Exercise instructions |
Using the listing below, return every line that includes "available".

Dataset excerpts |
┄┄┄┄┄┄

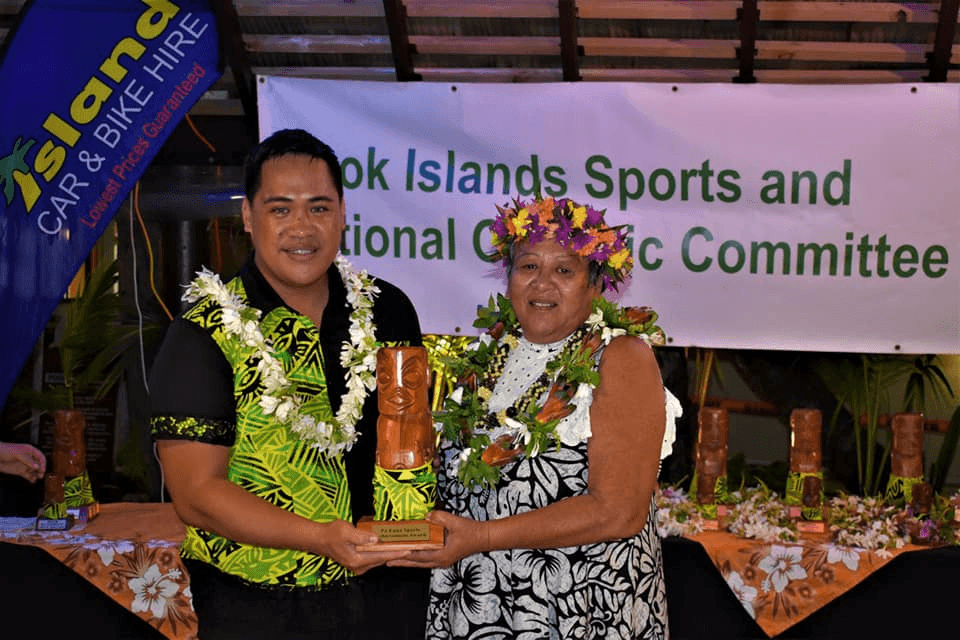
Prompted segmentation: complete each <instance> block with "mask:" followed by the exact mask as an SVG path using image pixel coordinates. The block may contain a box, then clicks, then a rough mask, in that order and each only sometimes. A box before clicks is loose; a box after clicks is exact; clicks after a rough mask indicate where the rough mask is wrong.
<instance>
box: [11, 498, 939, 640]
mask: <svg viewBox="0 0 960 640" xmlns="http://www.w3.org/2000/svg"><path fill="white" fill-rule="evenodd" d="M183 536H184V528H183V524H182V523H181V522H180V520H179V519H178V518H177V516H176V514H175V513H174V511H173V506H172V505H170V504H140V503H118V504H104V505H102V507H101V511H100V515H98V516H97V517H96V518H95V519H94V520H92V521H91V522H89V523H87V524H86V525H85V526H83V527H74V528H73V529H71V530H70V531H65V532H33V531H26V532H16V533H11V532H0V540H3V541H6V542H14V543H19V544H29V545H33V546H36V547H40V548H43V549H45V550H46V551H47V552H48V553H50V554H51V555H53V556H54V557H55V558H57V559H58V560H60V561H61V562H63V563H64V564H66V565H67V566H68V567H70V568H72V569H73V570H74V571H76V572H77V573H78V574H80V575H81V576H83V577H84V578H86V579H87V580H88V581H90V582H91V583H93V584H94V585H96V586H97V587H98V588H99V589H100V590H101V591H103V592H104V593H106V594H107V595H109V596H110V597H111V598H113V599H114V600H115V601H117V602H118V603H120V604H121V605H123V606H124V607H126V608H127V609H129V610H130V611H132V612H134V613H135V614H137V615H138V616H140V617H141V618H142V619H144V620H146V621H147V622H149V623H150V624H151V625H153V626H154V627H155V628H157V629H158V630H159V631H160V632H161V633H163V634H164V635H166V636H167V637H168V638H170V639H171V640H196V637H197V618H196V614H195V613H194V611H193V605H192V596H191V593H190V582H189V576H188V574H187V572H186V570H185V568H184V567H183V565H182V563H181V562H180V556H179V554H178V545H179V544H180V541H181V540H182V539H183ZM691 539H692V540H694V541H696V542H698V543H700V544H701V545H702V546H703V547H704V548H705V549H706V551H707V553H708V555H709V556H710V558H711V560H712V561H713V563H714V564H715V565H716V567H717V569H718V570H719V571H720V573H721V575H722V576H723V578H724V579H725V580H726V582H727V585H728V586H729V587H730V588H731V589H732V590H733V592H734V593H735V594H736V596H737V598H738V599H739V600H740V603H741V604H742V605H743V607H744V608H745V609H746V611H747V612H748V613H749V614H750V615H751V616H752V617H753V618H754V619H755V620H756V621H757V624H759V626H760V627H761V628H762V629H763V630H764V631H765V632H766V633H767V634H768V635H769V636H771V637H772V636H775V635H777V634H779V633H781V632H783V631H784V630H786V629H787V628H789V627H790V626H792V625H794V624H796V623H797V622H799V621H800V620H802V619H803V618H805V617H806V616H808V615H810V614H811V613H813V612H814V611H816V610H817V609H819V608H820V607H823V606H824V605H826V604H828V603H829V602H831V601H832V600H834V599H835V598H837V597H838V596H840V595H841V594H843V593H844V592H846V591H847V590H849V589H851V588H852V587H854V586H855V585H857V584H858V583H859V582H861V581H862V580H863V579H864V578H866V577H867V576H869V575H870V574H871V573H872V572H874V571H876V570H877V569H879V568H881V567H882V566H884V565H885V564H886V563H887V562H889V561H890V560H891V559H892V558H893V557H894V556H895V555H897V554H900V553H903V552H905V551H909V550H914V549H921V548H922V547H916V546H912V545H908V546H907V547H905V548H904V549H901V550H898V551H894V552H892V553H891V554H889V555H888V556H882V555H880V554H877V553H875V552H868V551H863V550H860V549H853V548H850V547H840V546H837V545H833V544H830V543H829V541H828V538H827V536H826V535H824V534H819V535H818V534H804V535H803V536H802V537H801V539H800V541H799V542H796V543H774V544H771V543H764V542H758V541H755V540H746V539H743V538H737V537H736V536H734V535H732V534H729V533H721V532H716V531H705V532H703V533H701V534H698V535H696V536H692V537H691ZM668 588H669V585H668ZM671 613H672V614H674V615H683V614H684V612H671Z"/></svg>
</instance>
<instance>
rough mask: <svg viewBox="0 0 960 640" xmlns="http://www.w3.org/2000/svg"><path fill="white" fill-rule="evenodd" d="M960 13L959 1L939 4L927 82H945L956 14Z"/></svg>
mask: <svg viewBox="0 0 960 640" xmlns="http://www.w3.org/2000/svg"><path fill="white" fill-rule="evenodd" d="M958 13H960V0H942V2H940V20H939V21H938V22H937V30H936V35H935V36H934V40H933V51H931V52H930V74H929V75H928V76H927V77H926V78H925V79H926V80H927V82H946V80H947V69H948V68H949V66H950V55H951V53H952V52H953V36H954V34H955V33H956V31H957V14H958Z"/></svg>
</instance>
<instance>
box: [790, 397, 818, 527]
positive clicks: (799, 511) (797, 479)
mask: <svg viewBox="0 0 960 640" xmlns="http://www.w3.org/2000/svg"><path fill="white" fill-rule="evenodd" d="M822 430H823V414H821V412H820V410H819V409H794V410H793V411H791V412H790V470H789V472H788V474H787V490H786V498H785V502H786V503H787V505H788V506H789V509H790V516H791V517H793V518H798V519H802V520H805V521H810V522H812V523H819V525H814V524H810V525H805V526H804V527H802V528H803V530H805V531H808V532H821V533H822V531H819V529H820V528H821V526H822V523H823V519H824V514H823V454H822V452H821V445H820V434H821V432H822ZM798 526H799V525H798ZM823 528H824V530H825V527H823Z"/></svg>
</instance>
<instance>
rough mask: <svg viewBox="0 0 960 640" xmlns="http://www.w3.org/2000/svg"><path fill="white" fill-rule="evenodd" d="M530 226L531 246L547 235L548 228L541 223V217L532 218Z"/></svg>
mask: <svg viewBox="0 0 960 640" xmlns="http://www.w3.org/2000/svg"><path fill="white" fill-rule="evenodd" d="M530 219H531V222H530V226H528V227H527V238H529V240H530V244H537V243H538V242H540V241H541V240H543V238H544V237H545V236H546V235H547V227H546V226H545V225H543V224H541V223H540V216H538V215H536V214H534V215H533V216H531V218H530Z"/></svg>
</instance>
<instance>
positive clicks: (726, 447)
mask: <svg viewBox="0 0 960 640" xmlns="http://www.w3.org/2000/svg"><path fill="white" fill-rule="evenodd" d="M698 420H699V423H700V432H699V439H698V441H697V460H696V468H697V474H698V476H705V475H709V476H712V477H714V478H716V477H719V476H723V475H726V473H727V456H728V441H729V437H730V418H729V414H728V413H727V410H726V409H719V408H716V407H703V408H702V409H700V413H699V414H698Z"/></svg>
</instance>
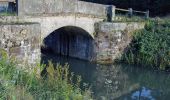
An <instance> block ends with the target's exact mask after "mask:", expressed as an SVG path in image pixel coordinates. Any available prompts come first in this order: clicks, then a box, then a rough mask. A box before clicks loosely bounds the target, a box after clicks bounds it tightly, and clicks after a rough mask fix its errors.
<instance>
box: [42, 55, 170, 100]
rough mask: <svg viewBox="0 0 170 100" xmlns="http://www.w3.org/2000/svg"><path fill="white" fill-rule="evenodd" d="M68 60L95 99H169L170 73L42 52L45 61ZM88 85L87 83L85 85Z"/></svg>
mask: <svg viewBox="0 0 170 100" xmlns="http://www.w3.org/2000/svg"><path fill="white" fill-rule="evenodd" d="M47 60H52V61H53V62H54V63H60V64H65V62H68V64H69V65H70V70H71V71H72V72H74V73H75V74H76V75H81V76H82V79H83V82H84V83H89V84H90V86H91V89H92V91H93V95H94V98H95V99H96V100H169V98H170V75H169V74H168V73H163V72H157V71H151V70H148V69H146V68H139V67H137V66H129V65H124V64H118V65H98V64H95V63H90V62H86V61H82V60H78V59H73V58H66V57H61V56H54V55H48V56H47V55H42V62H44V63H46V62H47ZM84 85H86V84H84Z"/></svg>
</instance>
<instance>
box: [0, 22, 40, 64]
mask: <svg viewBox="0 0 170 100" xmlns="http://www.w3.org/2000/svg"><path fill="white" fill-rule="evenodd" d="M40 33H41V31H40V25H39V24H36V23H17V24H16V23H15V24H7V23H5V24H2V23H1V24H0V49H1V50H2V49H3V50H5V51H6V52H7V54H8V56H9V57H14V58H16V59H17V61H18V63H19V64H22V65H24V64H28V63H29V64H35V62H36V61H38V59H39V58H40V37H41V35H40ZM0 57H1V54H0Z"/></svg>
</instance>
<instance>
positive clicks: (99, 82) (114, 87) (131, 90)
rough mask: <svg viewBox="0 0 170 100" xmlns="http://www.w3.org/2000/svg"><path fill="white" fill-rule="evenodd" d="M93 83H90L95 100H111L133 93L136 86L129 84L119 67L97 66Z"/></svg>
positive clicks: (137, 86) (114, 65)
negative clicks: (95, 99) (118, 97)
mask: <svg viewBox="0 0 170 100" xmlns="http://www.w3.org/2000/svg"><path fill="white" fill-rule="evenodd" d="M93 78H94V79H95V81H94V82H93V83H92V85H93V87H95V88H94V94H95V96H96V99H99V100H100V99H104V98H105V99H108V100H110V99H111V100H112V99H115V98H117V97H119V96H121V95H124V94H127V93H129V92H131V91H134V90H135V89H137V88H138V87H139V85H138V84H131V83H130V82H129V77H128V75H127V74H126V73H124V72H123V71H122V67H121V66H119V65H111V66H104V65H101V66H98V67H97V71H96V72H95V73H94V76H93Z"/></svg>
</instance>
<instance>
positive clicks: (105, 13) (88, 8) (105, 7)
mask: <svg viewBox="0 0 170 100" xmlns="http://www.w3.org/2000/svg"><path fill="white" fill-rule="evenodd" d="M107 7H108V6H107V5H101V4H96V3H88V2H84V1H79V0H18V15H19V16H24V15H27V16H37V15H58V14H61V13H67V14H84V15H92V16H95V17H101V18H103V19H105V18H107ZM114 9H115V7H114V6H113V13H114ZM113 15H114V14H113Z"/></svg>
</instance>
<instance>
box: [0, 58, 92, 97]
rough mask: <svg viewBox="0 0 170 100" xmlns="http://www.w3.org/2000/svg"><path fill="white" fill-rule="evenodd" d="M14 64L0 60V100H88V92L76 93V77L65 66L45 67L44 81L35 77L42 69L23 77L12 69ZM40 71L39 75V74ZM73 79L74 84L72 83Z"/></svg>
mask: <svg viewBox="0 0 170 100" xmlns="http://www.w3.org/2000/svg"><path fill="white" fill-rule="evenodd" d="M16 66H17V65H16V61H14V60H12V59H8V58H6V57H1V60H0V99H2V100H84V99H87V100H91V93H90V91H89V90H88V89H85V90H84V91H83V90H81V89H80V82H81V78H80V76H75V75H74V74H73V73H70V72H69V66H68V65H67V64H66V65H64V66H61V65H59V64H58V65H57V66H56V67H54V65H53V64H52V63H51V62H50V63H49V65H48V66H47V67H46V69H47V75H46V76H47V77H42V76H41V75H40V74H41V73H39V72H41V71H42V70H41V69H42V68H41V67H42V66H36V67H35V69H34V71H32V72H30V73H27V72H25V71H24V70H20V69H17V68H16ZM39 70H40V71H39ZM73 78H74V79H75V80H76V81H74V82H73Z"/></svg>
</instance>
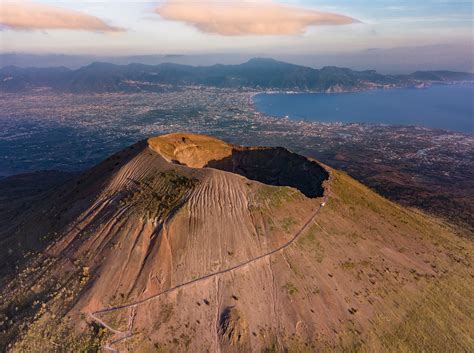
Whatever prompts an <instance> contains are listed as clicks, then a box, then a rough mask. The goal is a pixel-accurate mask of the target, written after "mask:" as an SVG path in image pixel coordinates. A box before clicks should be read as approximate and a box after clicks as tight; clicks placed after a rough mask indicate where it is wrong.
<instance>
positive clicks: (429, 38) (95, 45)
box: [0, 0, 474, 55]
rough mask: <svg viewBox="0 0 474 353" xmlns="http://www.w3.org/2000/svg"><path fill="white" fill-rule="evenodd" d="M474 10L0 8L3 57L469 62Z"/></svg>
mask: <svg viewBox="0 0 474 353" xmlns="http://www.w3.org/2000/svg"><path fill="white" fill-rule="evenodd" d="M473 2H474V0H471V1H457V0H410V1H407V0H352V1H349V0H159V1H150V0H131V1H130V0H129V1H123V0H103V1H90V0H31V1H27V0H1V4H0V51H1V52H3V53H7V52H22V53H62V54H95V55H143V54H204V53H233V52H238V53H252V52H259V53H266V54H268V55H272V54H283V53H291V54H308V55H311V54H318V55H321V54H334V53H347V52H355V51H361V50H371V49H375V48H377V49H390V48H400V47H428V46H439V45H441V46H442V45H446V44H449V45H450V48H451V49H450V50H453V49H452V48H453V46H454V47H455V48H460V50H461V49H463V51H462V53H463V54H462V55H466V54H465V53H466V50H465V49H466V47H469V48H470V51H471V53H472V45H473V27H472V21H473ZM454 50H456V49H454ZM468 52H469V51H468ZM460 53H461V51H460ZM460 55H461V54H460Z"/></svg>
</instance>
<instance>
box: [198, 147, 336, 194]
mask: <svg viewBox="0 0 474 353" xmlns="http://www.w3.org/2000/svg"><path fill="white" fill-rule="evenodd" d="M205 167H209V168H215V169H220V170H223V171H227V172H231V173H235V174H240V175H242V176H244V177H246V178H248V179H251V180H256V181H259V182H261V183H264V184H269V185H274V186H290V187H294V188H296V189H298V190H299V191H301V192H302V193H303V194H304V195H305V196H306V197H310V198H315V197H321V196H323V193H324V188H323V181H324V180H327V179H328V177H329V173H328V172H327V171H326V170H325V169H324V168H323V167H322V166H320V165H319V164H318V163H316V162H314V161H311V160H309V159H308V158H306V157H303V156H300V155H297V154H295V153H292V152H290V151H288V150H286V149H284V148H281V147H277V148H233V149H232V154H231V155H230V156H227V157H224V158H222V159H220V160H211V161H209V162H208V163H207V164H206V166H205Z"/></svg>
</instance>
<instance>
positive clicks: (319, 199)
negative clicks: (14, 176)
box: [0, 133, 474, 352]
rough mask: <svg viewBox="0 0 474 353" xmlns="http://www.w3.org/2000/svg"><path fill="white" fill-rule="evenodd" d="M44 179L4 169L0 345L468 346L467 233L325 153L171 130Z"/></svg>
mask: <svg viewBox="0 0 474 353" xmlns="http://www.w3.org/2000/svg"><path fill="white" fill-rule="evenodd" d="M40 179H41V178H40V176H38V175H37V176H36V179H35V178H34V177H32V176H31V175H30V176H28V177H23V184H24V185H25V187H24V188H23V189H24V190H26V191H25V192H24V193H23V195H21V197H17V198H12V197H11V195H12V188H13V187H14V188H18V187H19V186H18V185H19V183H18V182H17V183H15V182H14V180H12V179H11V178H5V179H3V180H1V181H0V196H1V197H0V206H1V208H0V220H1V222H2V224H4V225H5V224H6V225H7V226H3V227H1V229H0V241H1V245H2V246H1V247H0V264H1V267H0V268H2V276H1V282H0V283H1V284H0V288H2V291H1V297H0V345H1V347H2V349H8V350H9V351H11V352H25V351H28V352H64V351H66V352H78V351H99V350H101V349H107V350H109V351H120V352H249V351H253V352H317V351H321V352H323V351H364V352H367V351H368V352H380V351H398V352H421V351H431V352H444V351H452V352H453V351H456V352H464V351H472V350H473V348H474V340H473V337H474V335H473V327H474V320H473V317H474V316H473V311H472V308H471V307H472V305H470V298H472V296H473V286H472V275H473V273H472V267H471V263H472V259H471V256H472V254H473V245H472V242H470V241H469V240H467V239H464V238H462V237H459V236H458V234H457V233H456V232H458V230H456V229H454V228H452V227H451V226H450V225H448V224H445V223H442V222H440V221H439V220H437V219H434V218H432V217H431V216H429V215H426V214H423V213H420V212H418V211H414V210H410V209H406V208H403V207H401V206H399V205H397V204H394V203H392V202H390V201H388V200H386V199H384V198H382V197H381V196H379V195H377V194H376V193H374V192H373V191H371V190H370V189H368V188H366V187H365V186H363V185H361V184H360V183H358V182H356V181H355V180H353V179H351V178H350V177H348V176H347V175H346V174H344V173H342V172H339V171H337V170H333V169H330V168H329V167H327V166H324V165H322V164H320V163H319V162H317V161H315V160H311V159H308V158H305V157H303V156H300V155H297V154H294V153H292V152H290V151H288V150H286V149H283V148H266V147H242V146H235V145H230V144H227V143H225V142H223V141H221V140H218V139H215V138H212V137H208V136H202V135H194V134H184V133H177V134H171V135H164V136H159V137H154V138H150V139H148V140H146V141H141V142H138V143H137V144H135V145H132V146H130V147H129V148H127V149H125V150H123V151H121V152H118V153H117V154H115V155H113V156H111V157H110V158H108V159H107V160H105V161H103V162H102V163H100V164H99V165H97V166H96V167H94V168H92V169H90V170H88V171H86V172H84V174H82V175H81V176H71V177H70V178H69V179H68V178H67V177H65V176H61V175H58V176H50V178H49V179H48V180H49V183H50V184H49V187H48V188H46V189H39V190H36V191H35V192H33V191H32V192H31V193H28V192H27V191H28V190H29V188H30V187H29V185H34V184H35V180H36V183H38V182H39V180H40ZM53 179H54V180H55V182H54V183H53ZM28 180H31V181H28ZM5 183H7V184H5ZM53 184H54V185H53Z"/></svg>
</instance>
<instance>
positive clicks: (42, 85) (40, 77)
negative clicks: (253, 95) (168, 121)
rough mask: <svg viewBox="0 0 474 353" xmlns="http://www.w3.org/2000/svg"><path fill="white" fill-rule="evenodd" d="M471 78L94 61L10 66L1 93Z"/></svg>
mask: <svg viewBox="0 0 474 353" xmlns="http://www.w3.org/2000/svg"><path fill="white" fill-rule="evenodd" d="M473 80H474V74H472V73H460V72H450V71H435V72H431V71H427V72H416V73H413V74H411V75H382V74H378V73H377V72H375V71H373V70H368V71H353V70H350V69H346V68H338V67H324V68H322V69H321V70H317V69H313V68H310V67H305V66H299V65H293V64H289V63H285V62H281V61H276V60H272V59H264V58H255V59H251V60H249V61H248V62H245V63H243V64H240V65H212V66H189V65H180V64H172V63H164V64H160V65H144V64H129V65H114V64H109V63H92V64H90V65H87V66H84V67H82V68H80V69H77V70H69V69H66V68H46V69H45V68H24V69H23V68H17V67H12V66H9V67H5V68H2V69H0V91H5V92H21V91H25V90H31V89H44V88H49V89H53V90H56V91H61V92H138V91H157V90H163V89H167V88H169V86H176V85H179V86H184V85H204V86H211V87H221V88H253V89H281V90H298V91H305V90H306V91H308V90H309V91H318V92H324V91H352V90H358V89H370V88H374V87H401V86H415V85H418V84H420V83H431V82H438V83H439V82H462V81H473Z"/></svg>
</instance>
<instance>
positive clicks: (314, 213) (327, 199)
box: [89, 176, 331, 353]
mask: <svg viewBox="0 0 474 353" xmlns="http://www.w3.org/2000/svg"><path fill="white" fill-rule="evenodd" d="M330 182H331V176H330V177H329V179H328V181H327V186H326V190H325V193H324V196H323V200H322V202H321V203H320V205H319V207H318V209H317V210H316V211H314V212H313V214H312V215H311V217H310V218H309V219H308V221H306V223H305V224H303V226H302V227H301V228H300V229H299V230H298V231H297V232H296V233H295V234H294V235H293V237H292V238H291V239H290V240H289V241H288V242H286V243H285V244H283V245H281V246H280V247H278V248H276V249H274V250H272V251H270V252H268V253H265V254H262V255H259V256H257V257H254V258H252V259H249V260H247V261H245V262H242V263H240V264H238V265H235V266H233V267H229V268H227V269H224V270H221V271H217V272H214V273H210V274H208V275H205V276H202V277H199V278H196V279H193V280H191V281H189V282H185V283H181V284H179V285H177V286H175V287H172V288H168V289H166V290H164V291H163V292H160V293H158V294H155V295H153V296H151V297H148V298H145V299H142V300H139V301H137V302H134V303H130V304H124V305H120V306H116V307H112V308H107V309H102V310H98V311H95V312H93V313H89V317H90V318H91V319H92V320H94V321H95V322H97V323H98V324H100V325H102V326H103V327H105V328H107V329H108V330H110V331H112V332H113V333H115V334H116V335H118V336H120V337H118V338H116V339H114V340H112V341H111V342H109V343H106V344H105V345H104V347H103V348H104V349H106V350H109V351H111V352H114V353H119V351H118V350H116V349H114V348H113V347H111V345H113V344H115V343H118V342H119V341H123V340H125V339H127V338H129V337H131V336H132V331H131V327H130V328H129V330H127V331H118V330H116V329H114V328H112V327H110V326H109V325H107V324H106V323H105V322H104V321H103V320H102V319H100V318H98V317H97V315H100V314H106V313H110V312H113V311H117V310H122V309H129V308H130V309H133V310H135V308H136V307H138V306H139V305H141V304H144V303H147V302H150V301H152V300H155V299H157V298H159V297H161V296H163V295H165V294H168V293H171V292H174V291H176V290H178V289H181V288H184V287H187V286H190V285H192V284H195V283H198V282H202V281H205V280H207V279H209V278H212V277H215V276H218V275H222V274H225V273H230V272H233V271H236V270H238V269H241V268H243V267H245V266H247V265H250V264H252V263H255V262H257V261H259V260H262V259H265V258H267V257H269V256H272V255H274V254H276V253H278V252H280V251H282V250H285V249H286V248H288V247H289V246H290V245H292V244H293V243H294V242H295V241H296V240H298V238H299V237H300V236H301V235H302V234H303V233H304V232H305V231H306V230H307V228H308V227H309V226H310V225H311V223H313V221H314V220H315V218H316V216H317V215H318V214H319V212H320V211H321V209H322V208H323V207H324V205H325V204H326V203H327V201H328V198H329V195H330V186H329V184H330ZM132 315H133V314H132Z"/></svg>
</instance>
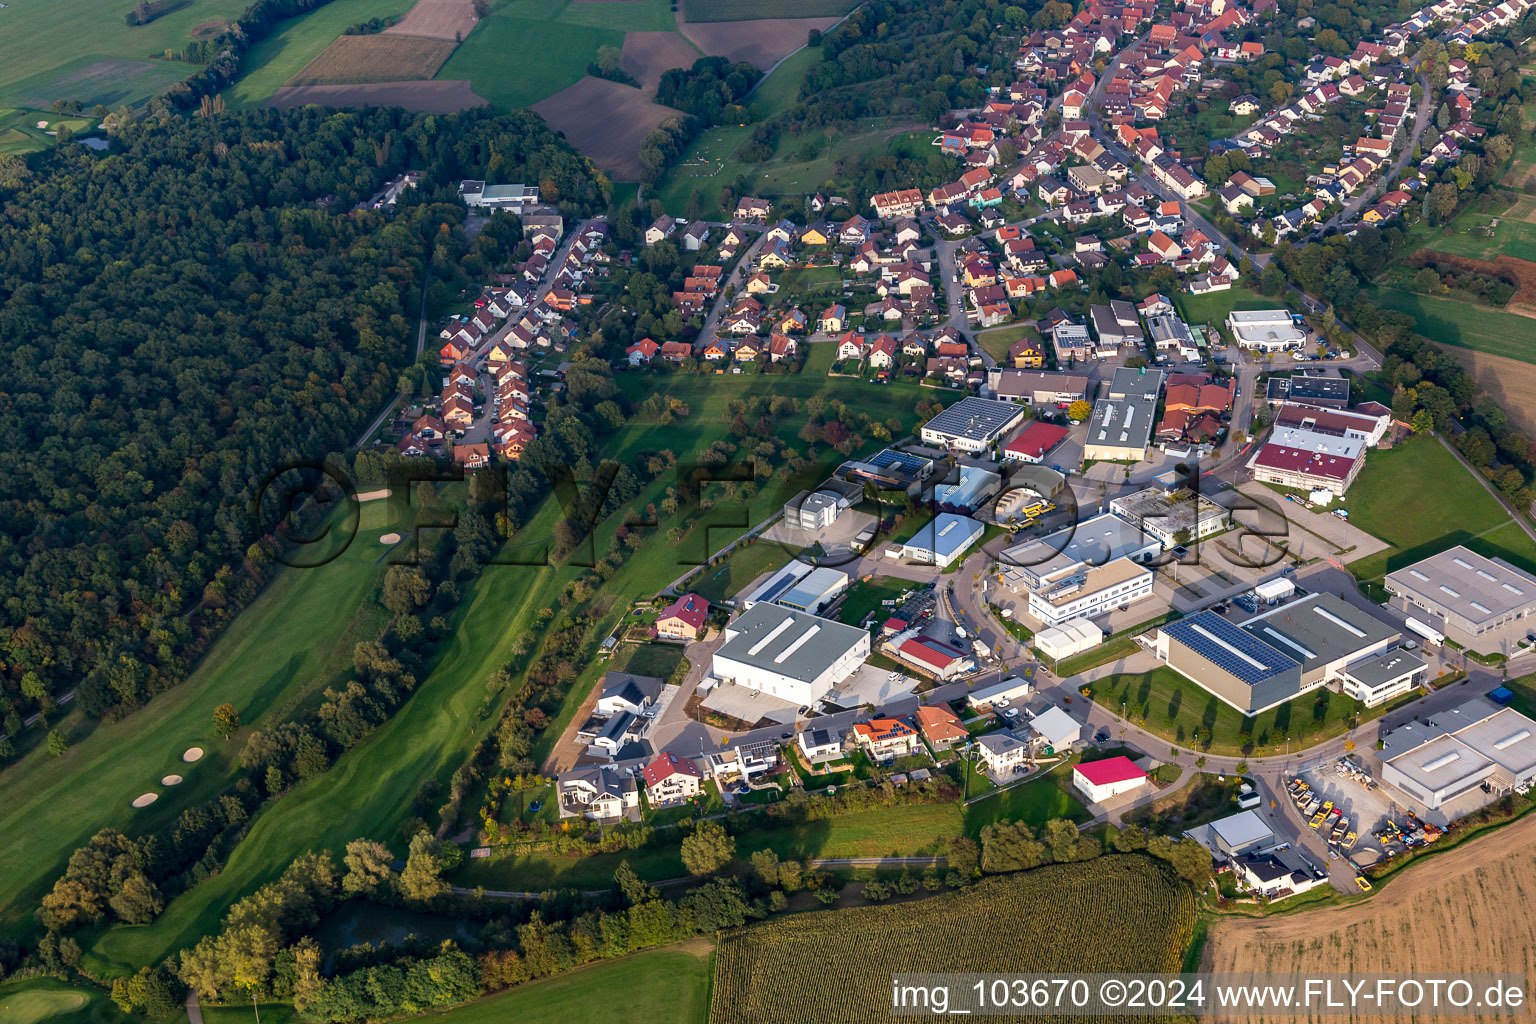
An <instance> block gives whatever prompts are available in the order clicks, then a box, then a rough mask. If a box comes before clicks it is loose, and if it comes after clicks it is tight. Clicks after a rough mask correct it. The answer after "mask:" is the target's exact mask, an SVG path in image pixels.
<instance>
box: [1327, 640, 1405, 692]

┄┄┄┄┄┄

Worked solution |
An <instance> block ends with the target's exact mask after "mask:", expressed as an SVG path in image pixel coordinates. Any available prompts come first in this order: clicks, then a box, then a rough mask. A box before clicks loosely bounds the target, a box after clicks bounds it tightly, and clicks after a rough mask fix its errors.
An <instance> block gives whatever prompts are available in the order clicks, then a box, then a rough mask. If a box comes before clicks it is loose, and if it comes after clicks it is tight. Clicks after a rough mask correct it. The answer after "mask:" is the target's exact mask, an SVG path in image pixels.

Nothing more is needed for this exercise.